### Assignment:
In the entries below, which lines run from the one containing "of the belt" to the one containing "of the tree"? Copy exactly those lines, ends included, and no others.

### Listed records:

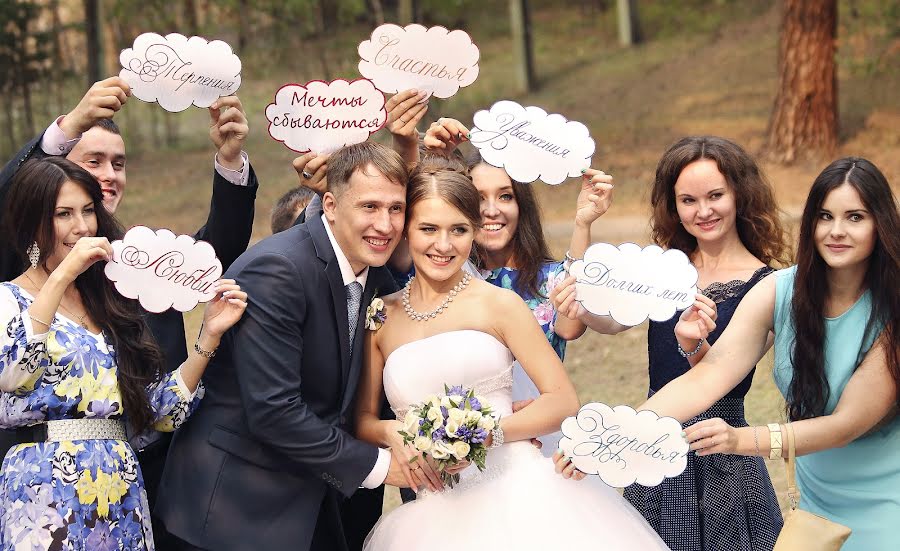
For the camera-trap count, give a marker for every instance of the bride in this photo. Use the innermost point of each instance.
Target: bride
(469, 334)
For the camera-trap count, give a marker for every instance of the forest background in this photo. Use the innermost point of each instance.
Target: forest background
(639, 73)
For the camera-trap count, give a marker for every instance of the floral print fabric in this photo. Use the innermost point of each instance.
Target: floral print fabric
(551, 274)
(74, 495)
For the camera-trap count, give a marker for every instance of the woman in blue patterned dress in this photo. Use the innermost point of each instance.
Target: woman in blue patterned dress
(836, 319)
(710, 201)
(76, 363)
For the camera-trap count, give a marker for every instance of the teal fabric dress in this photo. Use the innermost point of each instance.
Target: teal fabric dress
(857, 485)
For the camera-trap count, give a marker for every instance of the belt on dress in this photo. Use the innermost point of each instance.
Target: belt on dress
(79, 429)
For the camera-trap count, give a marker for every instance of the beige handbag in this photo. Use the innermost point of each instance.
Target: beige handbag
(804, 531)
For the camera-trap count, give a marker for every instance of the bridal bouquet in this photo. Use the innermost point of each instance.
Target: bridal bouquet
(450, 428)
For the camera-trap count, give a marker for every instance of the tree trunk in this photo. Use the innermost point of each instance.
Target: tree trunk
(629, 30)
(93, 29)
(25, 90)
(804, 121)
(191, 18)
(520, 24)
(406, 12)
(243, 17)
(377, 11)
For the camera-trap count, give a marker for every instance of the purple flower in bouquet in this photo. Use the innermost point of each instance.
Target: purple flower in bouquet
(450, 429)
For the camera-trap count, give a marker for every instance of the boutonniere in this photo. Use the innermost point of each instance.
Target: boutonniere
(375, 314)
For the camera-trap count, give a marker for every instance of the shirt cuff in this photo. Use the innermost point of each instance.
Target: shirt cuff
(379, 471)
(188, 395)
(55, 141)
(237, 177)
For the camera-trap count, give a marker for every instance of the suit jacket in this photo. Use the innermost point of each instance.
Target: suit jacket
(227, 229)
(269, 443)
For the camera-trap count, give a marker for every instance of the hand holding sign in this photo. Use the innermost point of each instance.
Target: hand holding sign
(435, 60)
(177, 71)
(325, 116)
(101, 101)
(531, 144)
(163, 271)
(631, 284)
(623, 446)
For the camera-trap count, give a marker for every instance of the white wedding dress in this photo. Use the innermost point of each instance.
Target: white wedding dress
(518, 502)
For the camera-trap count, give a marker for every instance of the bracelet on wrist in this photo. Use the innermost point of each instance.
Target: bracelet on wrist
(774, 441)
(208, 354)
(692, 352)
(496, 437)
(756, 441)
(568, 261)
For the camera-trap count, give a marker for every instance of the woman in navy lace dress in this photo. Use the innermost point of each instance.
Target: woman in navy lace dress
(710, 201)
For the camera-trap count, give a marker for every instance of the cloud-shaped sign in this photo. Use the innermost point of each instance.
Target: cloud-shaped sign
(530, 144)
(436, 60)
(623, 446)
(178, 72)
(163, 271)
(325, 116)
(631, 284)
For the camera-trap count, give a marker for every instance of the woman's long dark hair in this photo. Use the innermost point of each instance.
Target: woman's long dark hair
(758, 223)
(809, 391)
(529, 248)
(31, 205)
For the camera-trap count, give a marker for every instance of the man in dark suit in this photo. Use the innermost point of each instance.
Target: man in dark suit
(88, 136)
(266, 459)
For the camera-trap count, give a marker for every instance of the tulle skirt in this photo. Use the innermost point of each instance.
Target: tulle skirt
(518, 502)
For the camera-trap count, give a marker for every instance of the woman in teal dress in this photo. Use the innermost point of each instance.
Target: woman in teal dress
(76, 365)
(837, 358)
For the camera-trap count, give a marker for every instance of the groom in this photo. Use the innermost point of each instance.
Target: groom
(267, 458)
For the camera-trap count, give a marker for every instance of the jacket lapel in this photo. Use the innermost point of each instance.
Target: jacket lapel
(378, 283)
(338, 294)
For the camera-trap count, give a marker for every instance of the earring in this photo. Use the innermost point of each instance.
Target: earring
(34, 254)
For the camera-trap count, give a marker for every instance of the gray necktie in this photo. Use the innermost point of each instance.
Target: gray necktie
(354, 294)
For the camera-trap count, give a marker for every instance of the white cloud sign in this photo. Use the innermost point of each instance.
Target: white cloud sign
(623, 446)
(163, 271)
(178, 72)
(325, 116)
(436, 60)
(530, 144)
(632, 284)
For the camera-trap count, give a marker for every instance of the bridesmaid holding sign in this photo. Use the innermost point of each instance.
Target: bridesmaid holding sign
(711, 201)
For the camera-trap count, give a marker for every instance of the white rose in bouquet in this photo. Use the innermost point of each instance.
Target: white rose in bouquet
(422, 443)
(434, 414)
(486, 423)
(411, 423)
(460, 449)
(459, 415)
(440, 450)
(452, 427)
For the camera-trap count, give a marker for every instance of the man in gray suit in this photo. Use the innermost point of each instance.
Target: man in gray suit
(266, 459)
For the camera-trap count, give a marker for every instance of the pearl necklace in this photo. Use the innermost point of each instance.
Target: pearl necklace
(416, 316)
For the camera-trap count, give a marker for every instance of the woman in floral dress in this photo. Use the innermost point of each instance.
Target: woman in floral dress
(76, 363)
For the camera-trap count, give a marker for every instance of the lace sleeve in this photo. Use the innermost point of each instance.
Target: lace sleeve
(23, 354)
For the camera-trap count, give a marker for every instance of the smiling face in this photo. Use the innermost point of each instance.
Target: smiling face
(102, 153)
(367, 217)
(440, 238)
(73, 218)
(845, 232)
(499, 211)
(705, 202)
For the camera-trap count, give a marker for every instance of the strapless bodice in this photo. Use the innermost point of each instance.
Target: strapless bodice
(473, 359)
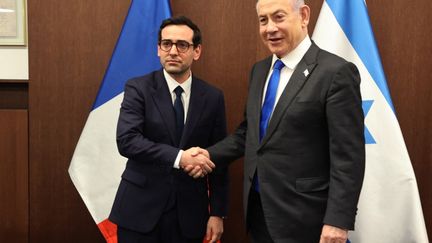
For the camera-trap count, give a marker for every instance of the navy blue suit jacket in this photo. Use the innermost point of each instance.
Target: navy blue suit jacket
(146, 136)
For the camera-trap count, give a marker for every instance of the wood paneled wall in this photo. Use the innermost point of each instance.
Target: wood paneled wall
(70, 46)
(14, 179)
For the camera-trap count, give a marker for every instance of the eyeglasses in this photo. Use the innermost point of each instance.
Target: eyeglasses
(182, 46)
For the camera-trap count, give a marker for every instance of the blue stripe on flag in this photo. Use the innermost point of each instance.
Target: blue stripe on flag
(135, 53)
(353, 18)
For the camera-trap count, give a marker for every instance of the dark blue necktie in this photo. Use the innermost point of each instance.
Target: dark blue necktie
(270, 97)
(179, 112)
(267, 108)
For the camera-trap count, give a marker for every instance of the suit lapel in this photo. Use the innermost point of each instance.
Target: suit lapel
(163, 101)
(299, 77)
(196, 106)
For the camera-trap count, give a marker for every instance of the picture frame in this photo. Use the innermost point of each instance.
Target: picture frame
(13, 22)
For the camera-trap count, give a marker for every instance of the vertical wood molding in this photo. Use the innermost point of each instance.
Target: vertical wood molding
(14, 210)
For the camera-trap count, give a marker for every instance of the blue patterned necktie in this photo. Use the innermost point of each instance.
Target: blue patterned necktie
(267, 109)
(270, 97)
(179, 112)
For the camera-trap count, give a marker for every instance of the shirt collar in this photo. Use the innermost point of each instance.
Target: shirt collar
(172, 83)
(294, 57)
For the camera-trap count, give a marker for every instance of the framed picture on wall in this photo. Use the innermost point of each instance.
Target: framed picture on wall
(13, 22)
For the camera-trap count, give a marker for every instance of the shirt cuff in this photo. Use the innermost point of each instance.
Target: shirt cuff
(177, 161)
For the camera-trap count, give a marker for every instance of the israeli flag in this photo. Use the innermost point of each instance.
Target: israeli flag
(389, 209)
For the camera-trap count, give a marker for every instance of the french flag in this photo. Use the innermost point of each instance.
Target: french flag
(389, 209)
(96, 165)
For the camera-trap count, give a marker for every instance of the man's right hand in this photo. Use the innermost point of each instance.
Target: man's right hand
(195, 161)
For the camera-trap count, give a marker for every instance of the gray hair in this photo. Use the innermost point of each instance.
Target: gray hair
(296, 4)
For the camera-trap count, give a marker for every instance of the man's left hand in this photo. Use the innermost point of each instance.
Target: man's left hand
(214, 229)
(332, 234)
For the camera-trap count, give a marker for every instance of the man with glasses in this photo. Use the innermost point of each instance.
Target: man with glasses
(162, 113)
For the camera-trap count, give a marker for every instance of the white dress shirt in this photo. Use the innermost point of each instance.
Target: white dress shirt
(291, 60)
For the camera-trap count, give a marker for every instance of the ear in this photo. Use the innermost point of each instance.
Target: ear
(305, 15)
(197, 52)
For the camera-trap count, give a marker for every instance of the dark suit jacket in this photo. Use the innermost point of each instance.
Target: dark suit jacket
(310, 163)
(146, 136)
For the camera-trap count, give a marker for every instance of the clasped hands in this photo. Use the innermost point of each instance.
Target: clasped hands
(196, 162)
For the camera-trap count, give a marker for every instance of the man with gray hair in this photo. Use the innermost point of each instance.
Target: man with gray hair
(302, 135)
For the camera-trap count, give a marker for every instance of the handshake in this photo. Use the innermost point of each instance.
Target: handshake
(196, 162)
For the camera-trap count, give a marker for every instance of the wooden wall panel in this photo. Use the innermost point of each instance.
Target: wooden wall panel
(13, 95)
(70, 46)
(14, 176)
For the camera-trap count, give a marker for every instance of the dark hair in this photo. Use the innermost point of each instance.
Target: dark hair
(182, 20)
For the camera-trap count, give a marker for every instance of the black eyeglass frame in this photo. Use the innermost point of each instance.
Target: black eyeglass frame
(184, 45)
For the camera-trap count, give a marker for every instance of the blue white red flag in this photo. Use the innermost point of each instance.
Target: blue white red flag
(96, 165)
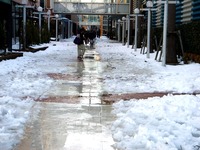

### Result of this exercise:
For the camera-trap count, give a marker for every instance of the belt on dress in this photo. Use the innermost point of each instance.
Target: belt on dress
(79, 429)
For the camera-trap count, give a marker for every instance of the beige handbag in this photo. Use the innermost point of each instance.
Target: beige handbag
(804, 531)
For the camera-trap count, give a marker for every instance of the bridal bouquet in this photo. Use the innermost point of each instance.
Target: bridal bouquet
(450, 428)
For the camera-trap count, give a marker for every instance of the tree trunk in this photo. Use the innermost point of each instance.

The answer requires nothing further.